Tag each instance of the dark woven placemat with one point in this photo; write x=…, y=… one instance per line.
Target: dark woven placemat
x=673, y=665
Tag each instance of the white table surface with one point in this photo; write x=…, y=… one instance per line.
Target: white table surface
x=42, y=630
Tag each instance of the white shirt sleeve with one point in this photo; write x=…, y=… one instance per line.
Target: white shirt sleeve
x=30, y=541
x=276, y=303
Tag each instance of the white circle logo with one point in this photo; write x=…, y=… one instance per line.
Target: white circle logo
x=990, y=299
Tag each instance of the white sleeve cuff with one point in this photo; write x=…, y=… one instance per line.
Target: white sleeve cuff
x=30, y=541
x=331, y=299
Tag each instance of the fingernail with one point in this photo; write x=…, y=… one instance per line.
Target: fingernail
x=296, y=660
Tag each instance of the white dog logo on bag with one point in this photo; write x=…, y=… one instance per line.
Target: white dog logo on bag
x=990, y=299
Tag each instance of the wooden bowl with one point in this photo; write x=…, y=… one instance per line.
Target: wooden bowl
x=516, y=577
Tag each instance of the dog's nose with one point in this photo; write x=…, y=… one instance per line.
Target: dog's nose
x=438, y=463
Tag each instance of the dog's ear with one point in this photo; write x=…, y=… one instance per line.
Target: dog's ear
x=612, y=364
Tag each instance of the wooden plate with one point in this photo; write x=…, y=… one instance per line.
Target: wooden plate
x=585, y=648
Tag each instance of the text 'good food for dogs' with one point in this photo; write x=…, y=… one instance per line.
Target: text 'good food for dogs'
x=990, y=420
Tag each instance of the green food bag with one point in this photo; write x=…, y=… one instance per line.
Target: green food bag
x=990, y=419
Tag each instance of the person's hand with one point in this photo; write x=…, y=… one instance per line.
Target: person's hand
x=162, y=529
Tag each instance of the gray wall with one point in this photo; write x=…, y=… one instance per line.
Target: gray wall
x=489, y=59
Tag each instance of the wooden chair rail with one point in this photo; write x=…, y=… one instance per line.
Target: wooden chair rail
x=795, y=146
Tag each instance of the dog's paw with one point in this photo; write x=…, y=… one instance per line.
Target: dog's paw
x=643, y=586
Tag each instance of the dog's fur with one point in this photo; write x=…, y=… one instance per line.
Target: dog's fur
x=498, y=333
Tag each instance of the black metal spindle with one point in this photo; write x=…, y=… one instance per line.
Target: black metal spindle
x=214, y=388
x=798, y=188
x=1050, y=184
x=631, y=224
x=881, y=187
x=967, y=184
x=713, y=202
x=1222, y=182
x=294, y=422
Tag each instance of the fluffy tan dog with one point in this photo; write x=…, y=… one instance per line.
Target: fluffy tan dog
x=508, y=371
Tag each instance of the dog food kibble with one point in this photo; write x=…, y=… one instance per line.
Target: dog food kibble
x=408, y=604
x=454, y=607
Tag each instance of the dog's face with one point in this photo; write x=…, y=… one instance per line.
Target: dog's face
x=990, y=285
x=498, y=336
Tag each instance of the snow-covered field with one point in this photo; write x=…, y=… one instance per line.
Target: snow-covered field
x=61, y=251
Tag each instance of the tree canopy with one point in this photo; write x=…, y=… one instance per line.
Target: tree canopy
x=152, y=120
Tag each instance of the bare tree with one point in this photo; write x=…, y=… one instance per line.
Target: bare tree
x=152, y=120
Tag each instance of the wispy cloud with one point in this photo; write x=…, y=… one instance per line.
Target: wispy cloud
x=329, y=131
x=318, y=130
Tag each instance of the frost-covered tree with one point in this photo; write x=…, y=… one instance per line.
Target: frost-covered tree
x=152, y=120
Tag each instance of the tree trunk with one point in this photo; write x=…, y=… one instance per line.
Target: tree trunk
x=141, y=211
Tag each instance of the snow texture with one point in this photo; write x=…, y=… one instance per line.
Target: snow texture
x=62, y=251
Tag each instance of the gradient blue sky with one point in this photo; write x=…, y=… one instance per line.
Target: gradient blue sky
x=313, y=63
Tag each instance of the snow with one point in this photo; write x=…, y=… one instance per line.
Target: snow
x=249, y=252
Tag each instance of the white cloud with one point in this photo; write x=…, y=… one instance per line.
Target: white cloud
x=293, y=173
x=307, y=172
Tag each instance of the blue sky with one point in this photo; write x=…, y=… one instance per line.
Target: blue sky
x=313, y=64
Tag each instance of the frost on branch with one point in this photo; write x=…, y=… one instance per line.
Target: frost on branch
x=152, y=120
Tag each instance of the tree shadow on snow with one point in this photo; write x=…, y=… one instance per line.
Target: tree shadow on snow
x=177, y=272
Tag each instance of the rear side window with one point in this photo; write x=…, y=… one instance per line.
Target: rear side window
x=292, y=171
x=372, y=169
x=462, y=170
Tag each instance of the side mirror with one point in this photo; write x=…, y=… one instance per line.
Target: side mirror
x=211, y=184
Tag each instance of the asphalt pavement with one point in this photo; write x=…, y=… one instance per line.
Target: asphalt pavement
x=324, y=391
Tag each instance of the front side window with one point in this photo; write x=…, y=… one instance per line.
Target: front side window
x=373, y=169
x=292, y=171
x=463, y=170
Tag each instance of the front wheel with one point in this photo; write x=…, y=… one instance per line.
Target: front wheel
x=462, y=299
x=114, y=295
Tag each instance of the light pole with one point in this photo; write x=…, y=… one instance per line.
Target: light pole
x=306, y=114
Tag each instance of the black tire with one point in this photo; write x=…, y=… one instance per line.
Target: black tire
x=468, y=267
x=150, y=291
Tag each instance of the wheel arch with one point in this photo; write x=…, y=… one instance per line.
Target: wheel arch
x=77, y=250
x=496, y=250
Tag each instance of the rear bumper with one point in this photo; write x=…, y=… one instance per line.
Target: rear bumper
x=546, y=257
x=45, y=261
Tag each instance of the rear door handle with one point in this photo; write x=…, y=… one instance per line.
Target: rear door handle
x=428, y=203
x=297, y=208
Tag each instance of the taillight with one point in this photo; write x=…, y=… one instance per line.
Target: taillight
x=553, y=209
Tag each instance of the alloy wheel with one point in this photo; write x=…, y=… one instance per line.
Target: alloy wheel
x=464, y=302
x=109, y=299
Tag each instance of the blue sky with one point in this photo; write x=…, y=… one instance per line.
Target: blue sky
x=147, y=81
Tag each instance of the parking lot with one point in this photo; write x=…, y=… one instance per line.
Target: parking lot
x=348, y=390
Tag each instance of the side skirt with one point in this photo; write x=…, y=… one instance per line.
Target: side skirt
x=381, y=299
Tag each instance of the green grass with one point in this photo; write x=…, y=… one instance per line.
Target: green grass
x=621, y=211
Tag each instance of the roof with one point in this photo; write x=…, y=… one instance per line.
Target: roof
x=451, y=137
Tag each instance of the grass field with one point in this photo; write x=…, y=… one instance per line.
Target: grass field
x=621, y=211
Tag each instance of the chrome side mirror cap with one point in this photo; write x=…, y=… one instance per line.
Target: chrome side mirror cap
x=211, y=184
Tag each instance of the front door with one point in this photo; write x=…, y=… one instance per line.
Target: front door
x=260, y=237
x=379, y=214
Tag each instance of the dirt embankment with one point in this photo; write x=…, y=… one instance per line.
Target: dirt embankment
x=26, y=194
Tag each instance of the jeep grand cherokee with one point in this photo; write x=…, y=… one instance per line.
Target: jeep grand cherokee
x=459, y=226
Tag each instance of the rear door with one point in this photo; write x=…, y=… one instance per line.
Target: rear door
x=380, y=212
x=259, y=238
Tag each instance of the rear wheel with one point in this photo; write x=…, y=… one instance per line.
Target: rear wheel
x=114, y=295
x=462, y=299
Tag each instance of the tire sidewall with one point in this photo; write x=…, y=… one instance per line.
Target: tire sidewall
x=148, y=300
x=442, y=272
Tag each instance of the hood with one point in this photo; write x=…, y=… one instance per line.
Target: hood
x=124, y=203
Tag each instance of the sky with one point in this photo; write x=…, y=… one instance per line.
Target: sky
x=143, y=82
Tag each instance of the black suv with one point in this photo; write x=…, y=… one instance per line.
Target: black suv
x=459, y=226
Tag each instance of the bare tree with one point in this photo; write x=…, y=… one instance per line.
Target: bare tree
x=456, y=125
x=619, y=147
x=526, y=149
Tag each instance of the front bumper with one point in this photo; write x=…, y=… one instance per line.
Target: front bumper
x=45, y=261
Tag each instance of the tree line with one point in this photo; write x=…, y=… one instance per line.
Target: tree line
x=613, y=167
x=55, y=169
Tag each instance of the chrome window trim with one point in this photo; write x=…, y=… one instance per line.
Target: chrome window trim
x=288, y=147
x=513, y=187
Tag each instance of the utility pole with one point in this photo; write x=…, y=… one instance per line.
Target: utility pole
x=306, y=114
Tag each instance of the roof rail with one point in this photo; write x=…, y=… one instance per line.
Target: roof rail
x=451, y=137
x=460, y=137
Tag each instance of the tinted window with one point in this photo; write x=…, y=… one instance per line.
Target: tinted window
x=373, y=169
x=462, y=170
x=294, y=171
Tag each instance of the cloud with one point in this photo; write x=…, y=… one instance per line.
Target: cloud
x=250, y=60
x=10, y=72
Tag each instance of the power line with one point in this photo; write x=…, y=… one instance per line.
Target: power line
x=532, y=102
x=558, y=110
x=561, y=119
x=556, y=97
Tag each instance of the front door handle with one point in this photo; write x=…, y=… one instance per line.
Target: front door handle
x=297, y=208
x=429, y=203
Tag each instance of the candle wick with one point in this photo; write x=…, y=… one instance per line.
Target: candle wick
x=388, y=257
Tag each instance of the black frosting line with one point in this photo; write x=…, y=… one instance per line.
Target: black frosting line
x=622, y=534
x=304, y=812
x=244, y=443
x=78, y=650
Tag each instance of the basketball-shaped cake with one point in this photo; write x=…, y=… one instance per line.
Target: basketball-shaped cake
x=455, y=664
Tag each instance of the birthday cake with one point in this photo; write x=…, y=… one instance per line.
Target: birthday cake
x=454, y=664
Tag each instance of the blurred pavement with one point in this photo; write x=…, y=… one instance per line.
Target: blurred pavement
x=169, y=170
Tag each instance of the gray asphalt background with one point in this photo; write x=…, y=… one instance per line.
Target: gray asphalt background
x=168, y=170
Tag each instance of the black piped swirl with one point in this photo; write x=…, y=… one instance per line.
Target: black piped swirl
++++++++++
◆ HOW TO COMPLETE THIS TASK:
Look above for the line holding "Target: utility pole" and the line holding "Tag each instance of the tinted". Retype both, and every line between them, word for word and nothing else.

◆ YOUR SOLUTION:
Target: utility pole
x=306, y=114
Tag each instance of the roof rail with one point in this photo; write x=…, y=… one instance per line.
Target: roof rail
x=451, y=137
x=460, y=137
Tag each instance of the tinted window with one point in this photo; write x=…, y=… one instance per line.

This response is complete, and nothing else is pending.